═══ Exercise passage ═══

Nanoparticles Target Cancer Cells

by Malc on August 20, 2008

nanoparticles1 Researchers at Georgia Tech, Atlanta have managed to target cancer cells by attaching magnetic nanoparticles into them.

Having attached the magnetic nanoparticles, a magnet applied at the skin surface attracts the cancer cells to the skin surface. In this position it is much easier to deal with them in a safe way.

The trick used with the magnetised nanoparticles follows a lock-and-key type of approach.

The ‘lock’ is a cell receptor, a sort of docking structure on the outside of every cell into which only certain ‘key’ proteins will fit. Each molecule of the appropriate ‘key’ protein has a magnetised nanoparticle fused to it, so it carries the magnetic charge directly to the cancer cell.

═══

**Required actions:**
A) Answer these questions from the nanoparticle article, one answer per line:
(i) At which institution are the researchers based?
(ii) Where is the magnet applied?
(iii) What serves as the "lock"?
B) Write out the part of the nanoparticle article that begins with "Having attached the" and ends with "type of approach.".
C) Extend the nanoparticle article with a few sentences that pick up after its final sentence.
The collection entries play no part in the work here.

═══ Extracted records ═══

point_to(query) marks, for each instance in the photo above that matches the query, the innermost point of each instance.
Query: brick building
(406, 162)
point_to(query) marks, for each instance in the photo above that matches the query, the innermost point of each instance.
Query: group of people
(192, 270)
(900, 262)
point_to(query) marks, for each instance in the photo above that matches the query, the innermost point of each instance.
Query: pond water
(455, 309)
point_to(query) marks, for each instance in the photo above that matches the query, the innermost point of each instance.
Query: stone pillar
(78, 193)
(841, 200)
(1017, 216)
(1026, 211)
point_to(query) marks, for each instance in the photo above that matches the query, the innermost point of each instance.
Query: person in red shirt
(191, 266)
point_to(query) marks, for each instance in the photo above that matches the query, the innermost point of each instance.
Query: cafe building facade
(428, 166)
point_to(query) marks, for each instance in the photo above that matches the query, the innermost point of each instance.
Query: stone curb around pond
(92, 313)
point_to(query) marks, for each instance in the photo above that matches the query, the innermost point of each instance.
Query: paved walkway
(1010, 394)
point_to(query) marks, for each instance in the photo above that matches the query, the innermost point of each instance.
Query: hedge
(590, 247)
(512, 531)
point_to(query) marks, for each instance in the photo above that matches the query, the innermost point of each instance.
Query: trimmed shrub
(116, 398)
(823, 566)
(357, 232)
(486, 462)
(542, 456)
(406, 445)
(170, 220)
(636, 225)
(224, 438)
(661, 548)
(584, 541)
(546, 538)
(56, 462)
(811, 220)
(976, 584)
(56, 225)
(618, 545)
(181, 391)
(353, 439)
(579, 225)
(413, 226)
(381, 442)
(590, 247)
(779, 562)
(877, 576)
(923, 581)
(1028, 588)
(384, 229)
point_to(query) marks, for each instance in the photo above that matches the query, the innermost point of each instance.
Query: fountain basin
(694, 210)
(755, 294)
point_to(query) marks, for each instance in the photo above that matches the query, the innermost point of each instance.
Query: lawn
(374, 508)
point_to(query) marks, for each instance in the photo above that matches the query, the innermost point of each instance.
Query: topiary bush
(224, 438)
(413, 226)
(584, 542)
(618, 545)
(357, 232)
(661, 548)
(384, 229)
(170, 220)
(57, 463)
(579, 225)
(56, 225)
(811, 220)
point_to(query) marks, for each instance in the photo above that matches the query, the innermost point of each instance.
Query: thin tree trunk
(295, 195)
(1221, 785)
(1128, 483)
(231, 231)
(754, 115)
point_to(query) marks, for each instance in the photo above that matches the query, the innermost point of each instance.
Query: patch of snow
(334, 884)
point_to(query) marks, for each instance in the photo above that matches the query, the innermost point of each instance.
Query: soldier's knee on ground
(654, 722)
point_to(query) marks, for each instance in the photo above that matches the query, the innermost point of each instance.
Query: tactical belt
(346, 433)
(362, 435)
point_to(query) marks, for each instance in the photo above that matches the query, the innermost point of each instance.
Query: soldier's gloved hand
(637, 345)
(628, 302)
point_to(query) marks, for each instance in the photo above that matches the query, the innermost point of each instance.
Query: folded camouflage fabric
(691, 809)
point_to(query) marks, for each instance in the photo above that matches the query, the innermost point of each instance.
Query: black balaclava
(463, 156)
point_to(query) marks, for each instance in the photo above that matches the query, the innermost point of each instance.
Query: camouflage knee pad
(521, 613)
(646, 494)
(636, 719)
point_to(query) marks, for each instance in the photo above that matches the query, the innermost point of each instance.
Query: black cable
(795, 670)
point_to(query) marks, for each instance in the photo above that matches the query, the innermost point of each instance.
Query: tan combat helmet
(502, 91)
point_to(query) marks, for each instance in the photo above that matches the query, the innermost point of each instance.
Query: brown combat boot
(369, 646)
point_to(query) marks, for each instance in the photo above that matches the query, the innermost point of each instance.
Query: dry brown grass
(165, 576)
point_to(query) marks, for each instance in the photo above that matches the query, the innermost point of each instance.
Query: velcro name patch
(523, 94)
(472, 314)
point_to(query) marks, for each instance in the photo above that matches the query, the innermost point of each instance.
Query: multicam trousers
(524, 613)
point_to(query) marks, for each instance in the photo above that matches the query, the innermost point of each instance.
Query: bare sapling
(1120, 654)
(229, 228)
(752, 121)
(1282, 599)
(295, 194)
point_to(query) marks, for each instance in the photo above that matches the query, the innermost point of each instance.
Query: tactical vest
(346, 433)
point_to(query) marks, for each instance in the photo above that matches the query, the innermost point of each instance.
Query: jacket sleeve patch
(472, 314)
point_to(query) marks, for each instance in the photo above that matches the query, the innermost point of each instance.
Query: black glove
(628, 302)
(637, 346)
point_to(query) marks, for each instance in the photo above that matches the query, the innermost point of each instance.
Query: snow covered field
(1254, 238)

═══

**Answers to the exercise:**
A)
(i) Georgia Tech, Atlanta
(ii) At the skin surface
(iii) A cell receptor

B)
Having attached the magnetic nanoparticles, a magnet applied at the skin surface attracts the cancer cells to the skin surface. In this position it is much easier to deal with them in a safe way.

The trick used with the magnetised nanoparticles follows a lock-and-key type of approach.

C)
Once the protein has docked firmly with the cancer cell’s receptor, the cancer is vulnerable to the magnetic force the medics then use.

Other Uses Of The Technique

This same technique could potentially be used with any pathogens – such as bacteria or viruses. The only requirement would be to identify a unique receptor on the cell wall of the pathogen, and fuse the nanoparticle with a protein which targets that receptor.

In years to come such medicine will be commonplace, greatly reducing the need for damaging drugs and greatly reducing side-effects and treatment risks for the patient.